What you are asked to do » Keep only the lines of the data below that contain "phrase", and copy them.

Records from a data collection
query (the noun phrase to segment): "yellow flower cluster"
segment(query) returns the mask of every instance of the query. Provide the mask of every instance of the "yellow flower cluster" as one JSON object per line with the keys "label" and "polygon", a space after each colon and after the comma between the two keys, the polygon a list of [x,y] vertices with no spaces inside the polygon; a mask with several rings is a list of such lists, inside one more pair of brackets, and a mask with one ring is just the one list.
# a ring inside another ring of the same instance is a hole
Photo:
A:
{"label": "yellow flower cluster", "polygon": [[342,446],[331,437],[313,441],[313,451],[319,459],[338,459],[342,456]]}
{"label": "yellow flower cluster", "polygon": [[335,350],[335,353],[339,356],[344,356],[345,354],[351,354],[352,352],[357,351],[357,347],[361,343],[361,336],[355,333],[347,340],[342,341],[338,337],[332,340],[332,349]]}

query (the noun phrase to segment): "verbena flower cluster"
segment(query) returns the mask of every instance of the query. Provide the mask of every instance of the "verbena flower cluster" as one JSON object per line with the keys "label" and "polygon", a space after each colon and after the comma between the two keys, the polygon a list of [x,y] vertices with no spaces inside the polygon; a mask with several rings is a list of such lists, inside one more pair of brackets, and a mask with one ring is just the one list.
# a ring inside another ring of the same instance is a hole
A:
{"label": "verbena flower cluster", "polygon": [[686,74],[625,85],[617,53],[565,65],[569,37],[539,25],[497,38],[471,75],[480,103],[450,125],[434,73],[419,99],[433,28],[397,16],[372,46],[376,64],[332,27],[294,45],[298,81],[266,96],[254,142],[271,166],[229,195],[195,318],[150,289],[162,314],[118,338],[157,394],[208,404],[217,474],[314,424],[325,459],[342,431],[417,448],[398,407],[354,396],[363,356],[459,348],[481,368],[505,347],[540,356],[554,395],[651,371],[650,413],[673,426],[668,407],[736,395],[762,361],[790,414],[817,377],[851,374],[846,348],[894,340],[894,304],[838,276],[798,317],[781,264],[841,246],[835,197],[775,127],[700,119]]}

Solution to this problem »
query (the noun phrase to segment): "yellow flower cluster"
query (the noun phrase to segment): "verbena flower cluster"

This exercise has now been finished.